**Required action:**
Reproduce each of the following records without any deviation.

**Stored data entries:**

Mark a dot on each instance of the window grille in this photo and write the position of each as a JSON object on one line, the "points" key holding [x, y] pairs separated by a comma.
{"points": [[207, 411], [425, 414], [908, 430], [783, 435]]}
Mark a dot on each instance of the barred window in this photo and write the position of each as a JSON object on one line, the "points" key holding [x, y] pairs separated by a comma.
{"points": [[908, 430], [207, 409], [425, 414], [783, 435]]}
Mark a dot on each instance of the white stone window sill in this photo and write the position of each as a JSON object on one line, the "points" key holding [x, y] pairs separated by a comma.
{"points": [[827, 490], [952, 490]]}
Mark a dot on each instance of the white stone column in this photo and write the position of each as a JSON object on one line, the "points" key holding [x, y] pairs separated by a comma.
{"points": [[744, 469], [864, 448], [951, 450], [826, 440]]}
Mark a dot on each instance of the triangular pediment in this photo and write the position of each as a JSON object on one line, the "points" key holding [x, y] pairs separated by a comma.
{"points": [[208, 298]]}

**Response area:**
Mark a dot on each instance of the window grille in this photo and write the position of each as a JSON object on one line, the "points" key holding [x, y] pairs separated by a comma.
{"points": [[207, 411], [425, 414], [908, 430], [783, 435]]}
Mark a dot on each instance of the barred window in this photo and write the position of each as a JSON object on one line, the "points" key holding [x, y] pairs separated by a comma.
{"points": [[908, 430], [207, 409], [425, 414], [783, 435]]}
Mark a dot on each instance of the white stone window sill in this photo and write the position of each as a JSON object on one line, the "points" key holding [x, y] pairs separated by a comma.
{"points": [[827, 490], [952, 490]]}
Mark a dot on each instance of the white stone column in this photo and write the position of each as a JSON object on one line, the "points" key holding [x, y] pairs separated by a comma.
{"points": [[744, 469], [864, 448], [951, 450], [826, 440]]}
Mark a dot on each instance of the triangular pediment in this photo and write the position of each as a JSON object on one line, the "points" key holding [x, y] pairs separated by a comma.
{"points": [[208, 298]]}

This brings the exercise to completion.